§ DO THIS
Echo everything from the line containing "Mark the region of each instance of the <item>french" down to the line containing "131), (355, 136)]", both of those lines included, reproducing each one unchanged.
──────────
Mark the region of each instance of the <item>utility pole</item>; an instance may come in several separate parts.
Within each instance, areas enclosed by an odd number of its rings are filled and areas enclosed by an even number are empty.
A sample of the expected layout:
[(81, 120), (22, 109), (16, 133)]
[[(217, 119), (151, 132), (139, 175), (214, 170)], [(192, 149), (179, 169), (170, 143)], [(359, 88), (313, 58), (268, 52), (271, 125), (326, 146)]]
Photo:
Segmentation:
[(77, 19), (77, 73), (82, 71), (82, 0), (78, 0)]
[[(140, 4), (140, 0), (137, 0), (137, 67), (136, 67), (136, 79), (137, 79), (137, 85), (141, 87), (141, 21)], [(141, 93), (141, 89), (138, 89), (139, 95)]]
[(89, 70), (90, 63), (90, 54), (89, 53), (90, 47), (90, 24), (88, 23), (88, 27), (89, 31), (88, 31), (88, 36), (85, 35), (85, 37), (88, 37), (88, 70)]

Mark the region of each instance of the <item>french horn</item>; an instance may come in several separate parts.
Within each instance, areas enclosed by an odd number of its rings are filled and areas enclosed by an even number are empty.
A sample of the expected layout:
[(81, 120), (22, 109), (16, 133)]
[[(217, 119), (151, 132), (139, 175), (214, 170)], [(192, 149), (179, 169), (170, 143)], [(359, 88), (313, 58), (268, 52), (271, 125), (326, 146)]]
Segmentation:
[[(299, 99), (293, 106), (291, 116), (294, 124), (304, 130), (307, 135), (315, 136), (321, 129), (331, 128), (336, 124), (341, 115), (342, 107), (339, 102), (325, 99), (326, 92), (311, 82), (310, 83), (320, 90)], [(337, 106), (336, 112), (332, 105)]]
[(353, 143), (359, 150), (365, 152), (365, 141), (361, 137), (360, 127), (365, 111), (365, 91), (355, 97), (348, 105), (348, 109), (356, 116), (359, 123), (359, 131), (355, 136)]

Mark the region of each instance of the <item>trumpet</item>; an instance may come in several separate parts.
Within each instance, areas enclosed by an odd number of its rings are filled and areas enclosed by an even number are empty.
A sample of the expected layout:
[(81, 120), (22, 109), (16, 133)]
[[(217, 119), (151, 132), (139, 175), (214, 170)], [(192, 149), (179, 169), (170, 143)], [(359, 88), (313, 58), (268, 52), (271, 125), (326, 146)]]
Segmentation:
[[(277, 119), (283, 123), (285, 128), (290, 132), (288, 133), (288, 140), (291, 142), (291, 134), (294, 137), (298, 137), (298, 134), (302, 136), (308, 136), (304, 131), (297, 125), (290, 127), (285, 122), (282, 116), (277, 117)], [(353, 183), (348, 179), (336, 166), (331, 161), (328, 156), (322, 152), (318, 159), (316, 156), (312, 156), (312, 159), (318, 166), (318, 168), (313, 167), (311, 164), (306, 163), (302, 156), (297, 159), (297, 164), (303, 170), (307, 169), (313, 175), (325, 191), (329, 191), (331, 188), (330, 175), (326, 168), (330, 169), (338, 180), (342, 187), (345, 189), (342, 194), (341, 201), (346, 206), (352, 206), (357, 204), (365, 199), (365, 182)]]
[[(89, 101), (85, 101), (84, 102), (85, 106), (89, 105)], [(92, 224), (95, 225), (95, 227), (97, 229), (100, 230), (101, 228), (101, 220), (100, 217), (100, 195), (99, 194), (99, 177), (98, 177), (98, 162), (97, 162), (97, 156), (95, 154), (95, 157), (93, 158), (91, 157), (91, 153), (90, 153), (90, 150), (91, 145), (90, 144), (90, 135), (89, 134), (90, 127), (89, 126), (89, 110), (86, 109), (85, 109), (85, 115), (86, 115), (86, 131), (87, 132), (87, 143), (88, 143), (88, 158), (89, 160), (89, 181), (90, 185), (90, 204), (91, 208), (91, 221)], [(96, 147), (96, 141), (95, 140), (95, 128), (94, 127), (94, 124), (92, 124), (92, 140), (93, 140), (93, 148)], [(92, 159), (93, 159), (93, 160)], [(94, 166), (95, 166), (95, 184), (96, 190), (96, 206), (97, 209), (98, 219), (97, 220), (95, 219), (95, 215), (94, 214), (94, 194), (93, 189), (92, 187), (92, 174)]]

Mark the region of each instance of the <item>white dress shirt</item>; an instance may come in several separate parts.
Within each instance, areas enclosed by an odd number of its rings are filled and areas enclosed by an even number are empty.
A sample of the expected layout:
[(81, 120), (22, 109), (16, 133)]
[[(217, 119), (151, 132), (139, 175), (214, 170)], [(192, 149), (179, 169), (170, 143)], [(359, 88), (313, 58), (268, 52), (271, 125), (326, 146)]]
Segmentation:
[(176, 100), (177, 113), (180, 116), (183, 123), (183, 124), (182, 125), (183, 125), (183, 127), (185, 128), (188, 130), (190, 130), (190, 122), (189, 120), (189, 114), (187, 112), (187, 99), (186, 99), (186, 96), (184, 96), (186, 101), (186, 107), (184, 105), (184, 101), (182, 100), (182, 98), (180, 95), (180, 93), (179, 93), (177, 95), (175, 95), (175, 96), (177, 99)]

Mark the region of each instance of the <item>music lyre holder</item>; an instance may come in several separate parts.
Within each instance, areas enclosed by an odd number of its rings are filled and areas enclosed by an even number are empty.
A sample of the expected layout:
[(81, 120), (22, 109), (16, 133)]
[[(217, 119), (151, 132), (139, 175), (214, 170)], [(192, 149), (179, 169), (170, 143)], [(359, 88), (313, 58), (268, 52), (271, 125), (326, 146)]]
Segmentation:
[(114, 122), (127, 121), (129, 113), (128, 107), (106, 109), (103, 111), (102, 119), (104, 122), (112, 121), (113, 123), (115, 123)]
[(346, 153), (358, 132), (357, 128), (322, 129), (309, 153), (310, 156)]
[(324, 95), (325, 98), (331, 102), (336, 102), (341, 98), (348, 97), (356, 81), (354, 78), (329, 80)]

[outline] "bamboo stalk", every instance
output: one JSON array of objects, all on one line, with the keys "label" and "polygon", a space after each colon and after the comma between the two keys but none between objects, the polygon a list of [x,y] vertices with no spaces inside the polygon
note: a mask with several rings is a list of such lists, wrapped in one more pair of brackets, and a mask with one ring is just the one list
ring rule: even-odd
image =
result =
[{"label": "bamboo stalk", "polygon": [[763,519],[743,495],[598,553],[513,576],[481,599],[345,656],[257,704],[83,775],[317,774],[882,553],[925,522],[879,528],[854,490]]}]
──────────
§ EXERCISE OUTPUT
Mark the region of each instance of the <item>french horn</item>; an instance may come in several separate parts.
Within each instance, areas enclosed by an odd number of its rings are filled and areas enclosed by an even number are empty.
A sample of the expected layout:
[(81, 120), (22, 109), (16, 133)]
[[(217, 119), (151, 132), (139, 175), (214, 170)], [(192, 149), (179, 169), (170, 143)], [(359, 88), (313, 58), (268, 52), (271, 125), (326, 146)]]
Segmentation:
[[(299, 99), (293, 106), (291, 116), (294, 124), (304, 130), (307, 135), (315, 136), (321, 129), (331, 128), (336, 124), (341, 115), (342, 107), (339, 102), (325, 99), (326, 92), (311, 82), (310, 83), (320, 90)], [(337, 106), (336, 112), (332, 105)]]
[(353, 143), (359, 150), (365, 152), (365, 141), (361, 137), (360, 127), (365, 111), (365, 91), (355, 97), (348, 105), (348, 109), (356, 116), (359, 123), (359, 131), (355, 136)]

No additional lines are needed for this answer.